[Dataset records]
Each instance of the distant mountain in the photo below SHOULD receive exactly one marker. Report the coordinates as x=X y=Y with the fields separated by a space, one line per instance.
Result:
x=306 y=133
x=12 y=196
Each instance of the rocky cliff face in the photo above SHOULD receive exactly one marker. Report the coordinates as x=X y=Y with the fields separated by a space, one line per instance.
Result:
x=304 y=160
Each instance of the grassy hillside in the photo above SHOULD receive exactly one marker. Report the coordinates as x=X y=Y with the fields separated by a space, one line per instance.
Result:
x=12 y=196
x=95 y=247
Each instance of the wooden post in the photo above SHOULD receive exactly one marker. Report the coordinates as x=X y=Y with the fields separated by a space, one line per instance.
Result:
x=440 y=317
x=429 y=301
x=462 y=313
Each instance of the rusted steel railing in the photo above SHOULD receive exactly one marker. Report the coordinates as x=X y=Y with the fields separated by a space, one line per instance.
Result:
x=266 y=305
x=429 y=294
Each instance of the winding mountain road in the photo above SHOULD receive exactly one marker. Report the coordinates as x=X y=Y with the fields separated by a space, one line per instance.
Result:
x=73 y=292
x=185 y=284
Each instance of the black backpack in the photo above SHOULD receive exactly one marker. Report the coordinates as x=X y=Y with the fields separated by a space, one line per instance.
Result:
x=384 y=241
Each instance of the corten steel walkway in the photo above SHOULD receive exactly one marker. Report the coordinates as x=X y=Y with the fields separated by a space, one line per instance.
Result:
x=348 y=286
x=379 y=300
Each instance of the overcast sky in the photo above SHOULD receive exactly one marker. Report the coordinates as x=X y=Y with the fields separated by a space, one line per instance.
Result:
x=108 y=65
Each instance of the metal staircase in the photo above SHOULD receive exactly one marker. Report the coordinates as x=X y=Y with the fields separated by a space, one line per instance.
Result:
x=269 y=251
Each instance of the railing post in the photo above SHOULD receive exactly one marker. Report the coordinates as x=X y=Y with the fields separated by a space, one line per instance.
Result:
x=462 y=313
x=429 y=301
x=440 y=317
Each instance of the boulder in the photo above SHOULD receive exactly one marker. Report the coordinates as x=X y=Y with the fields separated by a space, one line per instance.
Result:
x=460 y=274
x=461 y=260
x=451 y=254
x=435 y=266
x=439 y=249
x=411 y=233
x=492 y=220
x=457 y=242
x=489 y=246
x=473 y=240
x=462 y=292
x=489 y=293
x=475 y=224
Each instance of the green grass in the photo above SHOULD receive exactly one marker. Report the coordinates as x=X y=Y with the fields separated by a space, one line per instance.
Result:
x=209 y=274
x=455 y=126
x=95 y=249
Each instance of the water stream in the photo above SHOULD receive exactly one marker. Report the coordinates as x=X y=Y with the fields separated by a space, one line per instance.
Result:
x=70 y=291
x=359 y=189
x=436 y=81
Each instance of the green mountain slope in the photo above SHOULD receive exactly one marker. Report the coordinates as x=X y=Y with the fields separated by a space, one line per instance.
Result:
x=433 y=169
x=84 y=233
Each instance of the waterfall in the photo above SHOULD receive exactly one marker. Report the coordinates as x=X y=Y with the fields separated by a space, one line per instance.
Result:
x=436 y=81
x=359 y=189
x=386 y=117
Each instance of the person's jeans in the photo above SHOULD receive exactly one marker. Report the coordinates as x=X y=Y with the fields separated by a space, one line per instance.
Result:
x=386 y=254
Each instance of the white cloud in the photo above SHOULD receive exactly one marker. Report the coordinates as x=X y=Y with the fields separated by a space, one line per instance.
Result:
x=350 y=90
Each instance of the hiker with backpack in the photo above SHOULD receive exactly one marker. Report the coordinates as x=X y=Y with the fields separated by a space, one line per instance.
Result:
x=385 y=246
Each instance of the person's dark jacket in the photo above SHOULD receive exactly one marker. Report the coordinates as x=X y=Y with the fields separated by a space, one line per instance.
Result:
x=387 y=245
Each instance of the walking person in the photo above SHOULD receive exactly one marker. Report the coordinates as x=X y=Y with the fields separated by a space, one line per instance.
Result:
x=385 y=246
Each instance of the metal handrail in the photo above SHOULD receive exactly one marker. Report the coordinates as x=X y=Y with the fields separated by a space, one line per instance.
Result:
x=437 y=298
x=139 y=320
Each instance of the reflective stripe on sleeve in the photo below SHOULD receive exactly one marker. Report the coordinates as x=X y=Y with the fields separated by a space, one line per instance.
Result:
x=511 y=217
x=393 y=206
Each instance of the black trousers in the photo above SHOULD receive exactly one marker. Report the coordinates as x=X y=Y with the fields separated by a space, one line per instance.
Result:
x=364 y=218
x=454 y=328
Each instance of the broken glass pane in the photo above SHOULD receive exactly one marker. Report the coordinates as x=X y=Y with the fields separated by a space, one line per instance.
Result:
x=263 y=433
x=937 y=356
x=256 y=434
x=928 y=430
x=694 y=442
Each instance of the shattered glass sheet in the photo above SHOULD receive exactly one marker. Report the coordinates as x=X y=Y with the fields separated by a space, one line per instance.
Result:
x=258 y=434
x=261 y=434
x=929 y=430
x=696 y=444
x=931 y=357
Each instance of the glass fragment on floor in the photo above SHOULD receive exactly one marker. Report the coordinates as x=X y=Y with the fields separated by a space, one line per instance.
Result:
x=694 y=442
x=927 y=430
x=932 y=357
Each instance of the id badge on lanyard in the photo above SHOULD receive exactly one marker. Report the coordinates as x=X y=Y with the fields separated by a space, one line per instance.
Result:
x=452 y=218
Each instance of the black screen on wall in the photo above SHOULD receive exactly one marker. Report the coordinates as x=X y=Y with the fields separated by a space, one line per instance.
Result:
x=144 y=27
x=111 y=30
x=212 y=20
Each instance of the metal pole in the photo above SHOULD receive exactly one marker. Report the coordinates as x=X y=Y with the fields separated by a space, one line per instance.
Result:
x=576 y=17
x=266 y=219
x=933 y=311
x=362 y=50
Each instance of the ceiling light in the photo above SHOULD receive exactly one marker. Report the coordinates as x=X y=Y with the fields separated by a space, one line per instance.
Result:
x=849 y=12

Exercise task: Please rewrite the items from the line with "Each instance of the rocky" up to and including the line with "x=429 y=294", swapping "wooden post" for "timber post" and keeping everything else the same.

Right answer:
Each instance of the rocky cliff face in the photo above SHOULD receive exactly one marker. Report the coordinates as x=X y=Y with the fields separated by a space, one line per instance.
Result:
x=304 y=160
Each instance of the grassy hillside in the photo above SHOULD receive exactly one marker. Report the coordinates as x=X y=Y with the fields separated by a space, one line per instance.
Result:
x=12 y=196
x=95 y=247
Each instance of the timber post in the photo above SHOULD receive exactly one marker. Report the coordinates as x=X y=Y with the fields separated by a space, one line per instance.
Result:
x=440 y=317
x=429 y=301
x=462 y=313
Each instance of the rusted steel railing in the photo above SHOULD receive exactly one marker. Report the coordinates as x=X y=Y with the fields separated by a space, one line per instance.
Result:
x=266 y=305
x=429 y=294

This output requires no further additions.